=== DATA PROVIDED ===
• • • • •

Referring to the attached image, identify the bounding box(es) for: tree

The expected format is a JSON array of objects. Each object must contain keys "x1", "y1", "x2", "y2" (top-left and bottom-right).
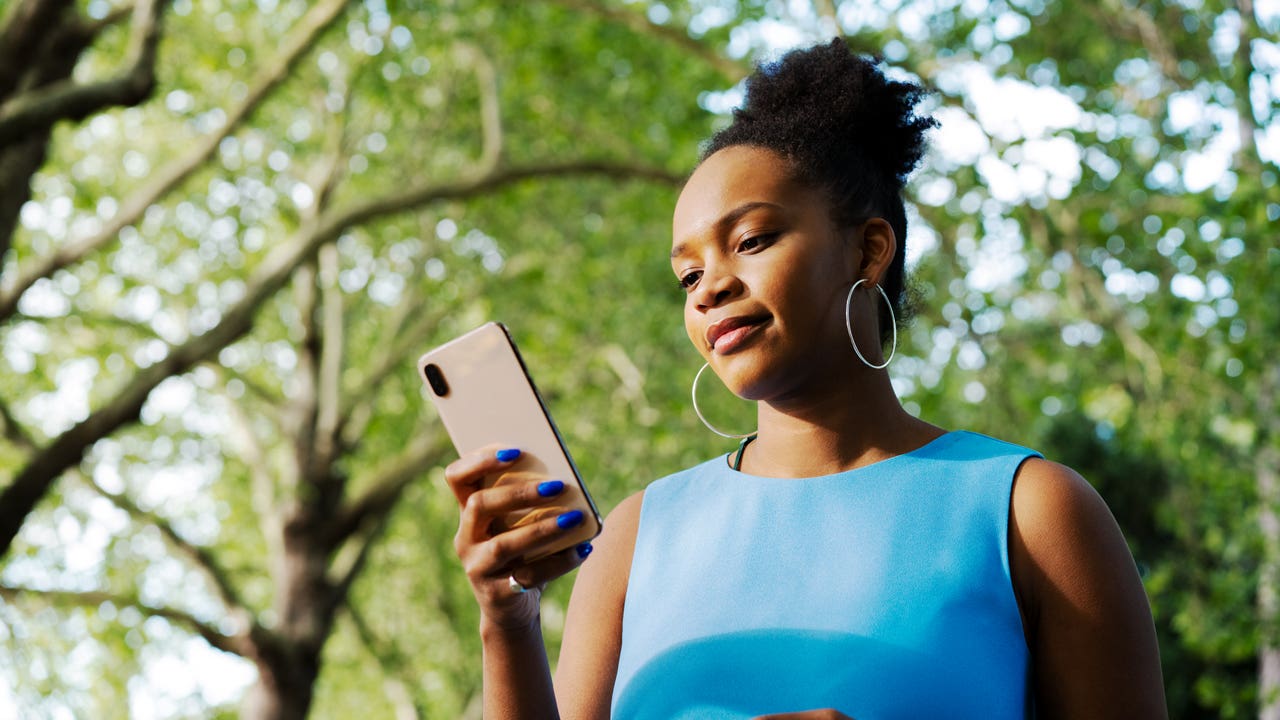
[
  {"x1": 0, "y1": 0, "x2": 700, "y2": 714},
  {"x1": 0, "y1": 0, "x2": 169, "y2": 269},
  {"x1": 1, "y1": 0, "x2": 1275, "y2": 717}
]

• • • • •

=== YOUR TASK ===
Full transcription of the material, exact in every line, without images.

=== FINISHED TASK ===
Referring to the attached image, identify the bounding box(es) for: tree

The expected format is a JSON array of objects. Each object must contain keys "x1", "y1", "x2", "y2" (top-left and bottom-right).
[
  {"x1": 0, "y1": 0, "x2": 700, "y2": 714},
  {"x1": 0, "y1": 0, "x2": 169, "y2": 269},
  {"x1": 1, "y1": 0, "x2": 1275, "y2": 717}
]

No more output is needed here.